Brief A: In the passage on the holographic combiner lens, quote the text from "Accordingly, the light" up to and including "have a uniform intensity." without changing a word.
Brief B:
Answer these questions using the passage on the holographic combiner lens:
(i) How does the reflexivity profile vary in FIG. 6, and how does it vary in FIG. 7?
(ii) What is plotted on the y axis of graph 601?
(iii) Why is the image 500 depicted in enlarged form?
Brief C: According to the passage on the holographic combiner lens, why may the projected image 500 have a uniform intensity? Answer in one to three sentences.

Text segment:
It is noted, that although the example here depicts the reflectivity of the lens varying linearly and in the horizontal direction. Examples are not limited in this context. In particular, the reflectivity of the lens 120 may vary non-linearly and/or in another direction, such as, for example, vertically, based on the projection system 120, the angle of incidence of the light 233, the exit pupil(s) of the light, or the like. As discussed above, the reflectivity of the reflective portion 122 of the appodized holographic combiner lens 120 varies to project an image having a substantially uniform intensity. Said differently, the reflectivity varies to reflect diffracted light 235 having a substantially uniform intensity. More specifically, for a first intensity of light (e.g., 233) incident on a first area and a second area of the reflective portion 122 (e.g., the edge 121 and the 123, respectively, or the like), the reflective portion 122 reflects light 235, where the reflected light 235 from both these areas has a substantially uniform intensity.

Turning more specifically to FIG. 5B, as the reflectivity of the reflective portion 122 of the appodized holographic combiner lens 120 varies such that intensity of reflected light is substantially uniform, a projected (or perceived) image 500 may also have uniform intensity. For example, the projected image 500 is depicted. It is noted, that the projected image 500 may correspond to an image projected to exit pupil 237, or the like. However, for purposes of clarity, the image 500 is depicted in enlarged form. As depicted, the projected image has a uniform intensity. More specifically, the intensity of light corresponding to the image 500 is substantially uniform from the vertical edges 521 to 523.

Accordingly, the light reflected to the exit pupils or the image projected to the exit pupils, and therefore, the image perceivable by a user's eye may have a uniform intensity.

FIGS. 6-7 illustrate graphs of reflexivity profiles and corresponding perceived intensity profiles for example appodized holographic combiner lenses, each arranged according to the present disclosure. In general, FIG. 6 depicts a linearly varying reflexivity profile while FIG. 7 depicts a non-linearly varying reflexivity profile. Each of the reflexivity profiles are depicted with a corresponding perceived image intensity profile.

Turning to FIG. 6, a graph 601 of an appodized holographic combiner lens reflectivity 611 is depicted. Additionally, a graph 603 of a perceived image intensity level 613 is depicted. The graph 601 depicts the reflectivity 611 as an amount of reflexivity 620 (y axis) versus a horizontal position 640 (x axis) on the appodized holographic combiner lens 120. The graph 603 depicts the image intensity 613 as an intensity level 630 (y axis) versus a horizontal position 650 (x axis) of the projected image (e.g., the image 500, or the like). In particular, the reflectivity 611 is depicted as varying (e.g., linearly) across the horizontal position 640 of the appodized holographic combiner lens 120 while the intensity 613 is depicted as being substantially uniform across horizontal position 650 of the image. It is worthy to note, that the horizontal position 640 of the appodized holographic combiner lens 120 may correspond to the horizontal direction 650 of the projected image.

Record extracts:
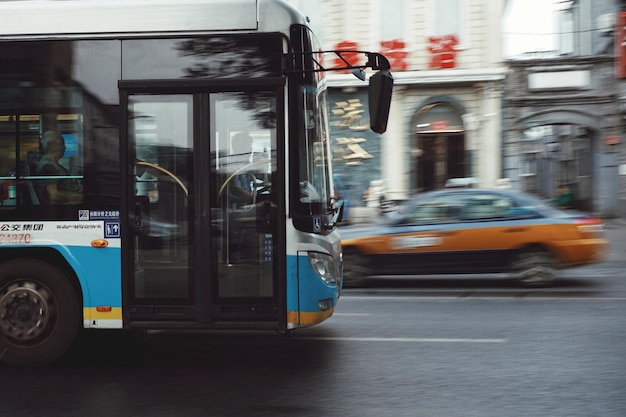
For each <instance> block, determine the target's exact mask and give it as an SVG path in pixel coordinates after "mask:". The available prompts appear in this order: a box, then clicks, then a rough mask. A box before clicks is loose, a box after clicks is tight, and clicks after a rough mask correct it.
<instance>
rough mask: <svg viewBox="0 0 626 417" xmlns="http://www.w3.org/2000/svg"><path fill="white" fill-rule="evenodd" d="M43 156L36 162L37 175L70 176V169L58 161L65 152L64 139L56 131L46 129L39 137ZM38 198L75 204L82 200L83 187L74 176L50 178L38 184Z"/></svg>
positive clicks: (43, 202) (41, 201)
mask: <svg viewBox="0 0 626 417" xmlns="http://www.w3.org/2000/svg"><path fill="white" fill-rule="evenodd" d="M41 149H42V151H43V156H42V157H41V159H40V160H39V162H38V163H37V175H42V176H45V175H49V176H54V177H63V176H70V175H71V174H70V171H69V170H68V169H67V168H65V167H64V166H63V165H61V164H60V163H59V160H60V159H61V158H62V157H63V155H64V154H65V149H66V147H65V140H64V139H63V136H62V135H61V134H60V133H59V132H57V131H53V130H50V131H47V132H46V133H44V134H43V136H42V137H41ZM39 189H40V190H41V191H42V192H40V193H39V194H40V196H39V198H40V200H41V202H42V203H44V204H46V203H47V204H75V203H80V202H81V201H82V200H83V189H82V185H81V183H80V181H79V180H77V179H75V178H51V179H50V180H41V181H40V184H39Z"/></svg>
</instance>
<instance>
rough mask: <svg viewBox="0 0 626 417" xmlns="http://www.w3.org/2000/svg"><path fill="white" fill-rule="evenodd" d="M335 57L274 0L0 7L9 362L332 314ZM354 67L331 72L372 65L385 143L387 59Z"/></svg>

Answer box A:
Accordingly, the light reflected to the exit pupils or the image projected to the exit pupils, and therefore, the image perceivable by a user's eye may have a uniform intensity.

Answer box B:
(i) In FIG. 6 the reflexivity profile varies linearly, and in FIG. 7 it varies non-linearly.
(ii) The amount of reflexivity 620.
(iii) For purposes of clarity.

Answer box C: The reflectivity of the reflective portion 122 of the appodized holographic combiner lens 120 varies so that the intensity of the reflected light is substantially uniform. As a result, the projected (or perceived) image 500 may also have a uniform intensity.